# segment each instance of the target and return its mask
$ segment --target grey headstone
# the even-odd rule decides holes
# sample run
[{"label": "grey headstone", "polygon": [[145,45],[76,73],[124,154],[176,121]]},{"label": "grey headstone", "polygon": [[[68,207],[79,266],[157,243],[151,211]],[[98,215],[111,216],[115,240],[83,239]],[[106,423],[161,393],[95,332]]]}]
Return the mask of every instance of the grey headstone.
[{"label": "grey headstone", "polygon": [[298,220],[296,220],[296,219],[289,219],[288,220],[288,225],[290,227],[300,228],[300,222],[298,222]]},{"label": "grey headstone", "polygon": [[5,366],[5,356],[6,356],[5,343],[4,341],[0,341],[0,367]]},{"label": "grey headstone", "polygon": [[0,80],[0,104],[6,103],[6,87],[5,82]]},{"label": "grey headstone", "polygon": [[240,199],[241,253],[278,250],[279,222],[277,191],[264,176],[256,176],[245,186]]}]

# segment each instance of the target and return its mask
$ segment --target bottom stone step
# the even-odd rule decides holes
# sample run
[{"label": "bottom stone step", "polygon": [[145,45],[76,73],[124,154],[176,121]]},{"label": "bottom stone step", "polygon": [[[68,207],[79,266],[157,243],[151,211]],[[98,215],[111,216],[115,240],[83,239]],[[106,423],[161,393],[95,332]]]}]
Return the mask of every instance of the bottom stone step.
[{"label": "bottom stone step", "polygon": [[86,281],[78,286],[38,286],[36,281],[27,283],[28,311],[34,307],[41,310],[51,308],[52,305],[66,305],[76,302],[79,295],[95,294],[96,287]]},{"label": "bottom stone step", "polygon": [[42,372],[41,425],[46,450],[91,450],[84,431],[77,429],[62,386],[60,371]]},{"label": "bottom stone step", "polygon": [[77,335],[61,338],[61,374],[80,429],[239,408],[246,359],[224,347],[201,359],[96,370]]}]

□ □ □ □ □ □ □

### TASK TO COMPLETE
Every entry above should be duplicated exactly.

### ANSWER BOX
# segment each instance of the target and return its mask
$ segment --target grey headstone
# the even-odd rule decides holes
# sample run
[{"label": "grey headstone", "polygon": [[145,45],[76,73],[124,154],[176,121]]},{"label": "grey headstone", "polygon": [[[68,207],[79,266],[157,243],[151,211]],[[98,215],[111,216],[115,240],[83,239]],[[106,423],[161,393],[95,332]]]}]
Return the mask of every instance of the grey headstone.
[{"label": "grey headstone", "polygon": [[298,220],[296,220],[296,219],[289,219],[288,220],[288,225],[290,227],[300,228],[300,222],[298,222]]},{"label": "grey headstone", "polygon": [[5,366],[5,356],[6,356],[5,343],[4,341],[0,341],[0,367]]},{"label": "grey headstone", "polygon": [[0,80],[0,104],[6,103],[6,87],[5,82]]},{"label": "grey headstone", "polygon": [[240,199],[241,253],[278,250],[279,222],[277,191],[264,176],[256,176],[245,186]]}]

# segment each instance of the target and return its mask
$ segment --target bottom stone step
# the even-odd rule decides holes
# sample run
[{"label": "bottom stone step", "polygon": [[145,45],[76,73],[124,154],[176,121]]},{"label": "bottom stone step", "polygon": [[[68,207],[79,266],[157,243],[151,211]],[[98,215],[111,216],[115,240],[83,239]],[[106,423],[161,393],[95,332]]]}]
Return the mask of every instance of the bottom stone step.
[{"label": "bottom stone step", "polygon": [[86,281],[78,286],[38,286],[36,281],[27,283],[28,311],[34,307],[41,310],[51,308],[52,305],[66,305],[76,302],[79,295],[95,294],[96,287]]},{"label": "bottom stone step", "polygon": [[42,372],[41,425],[46,450],[91,450],[84,431],[77,429],[62,386],[60,371]]},{"label": "bottom stone step", "polygon": [[77,335],[61,338],[61,374],[80,429],[239,408],[246,359],[224,347],[201,359],[96,370]]}]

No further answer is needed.